- _Required task_
Write out every line of each item below, exactly as it appears, changing nothing.

>> BEGIN

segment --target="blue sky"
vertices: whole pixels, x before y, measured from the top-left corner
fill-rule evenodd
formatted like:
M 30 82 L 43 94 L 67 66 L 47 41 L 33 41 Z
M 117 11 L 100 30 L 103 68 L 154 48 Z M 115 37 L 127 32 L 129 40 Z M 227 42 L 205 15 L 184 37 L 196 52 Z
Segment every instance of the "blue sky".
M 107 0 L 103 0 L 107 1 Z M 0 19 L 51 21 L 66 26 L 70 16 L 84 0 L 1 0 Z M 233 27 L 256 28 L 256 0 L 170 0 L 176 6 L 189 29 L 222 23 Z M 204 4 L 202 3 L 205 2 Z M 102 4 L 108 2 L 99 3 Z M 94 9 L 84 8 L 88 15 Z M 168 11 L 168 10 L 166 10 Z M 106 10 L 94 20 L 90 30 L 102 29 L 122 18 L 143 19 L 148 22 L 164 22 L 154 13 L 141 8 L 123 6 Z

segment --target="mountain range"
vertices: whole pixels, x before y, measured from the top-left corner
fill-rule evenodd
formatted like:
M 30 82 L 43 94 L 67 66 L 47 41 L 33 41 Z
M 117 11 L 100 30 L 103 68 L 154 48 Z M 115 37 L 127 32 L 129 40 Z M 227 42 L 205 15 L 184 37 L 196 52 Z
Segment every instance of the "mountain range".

>> END

- _Task result_
segment --target="blue sky"
vertices: whole pixels, x before y, measured from the top-left corner
fill-rule evenodd
formatted like:
M 30 82 L 43 94 L 67 66 L 47 41 L 33 41 Z
M 117 11 L 100 30 L 103 68 L 154 48 Z M 115 37 L 127 32 L 129 40 Z M 227 42 L 205 15 L 184 37 L 196 52 Z
Segment every instance of the "blue sky".
M 107 0 L 103 0 L 107 1 Z M 0 19 L 51 21 L 66 26 L 70 16 L 84 0 L 1 0 Z M 233 27 L 256 28 L 256 0 L 170 0 L 176 6 L 189 29 L 222 23 Z M 204 4 L 202 3 L 205 2 Z M 102 4 L 108 2 L 99 3 Z M 94 9 L 84 8 L 88 15 Z M 168 11 L 168 10 L 166 10 Z M 106 10 L 94 20 L 90 30 L 102 29 L 122 18 L 143 19 L 148 22 L 164 22 L 154 13 L 141 8 L 123 6 Z

segment --target="mountain range"
vertices: whole pixels, x before y, measured from the top-left corner
fill-rule evenodd
formatted like:
M 30 82 L 43 94 L 67 66 L 47 41 L 33 41 Z
M 117 11 L 100 30 L 103 68 L 154 48 Z M 115 37 L 127 32 L 129 40 Z M 227 42 L 205 15 L 184 37 L 196 52 Z
Segment every instance of the "mountain range".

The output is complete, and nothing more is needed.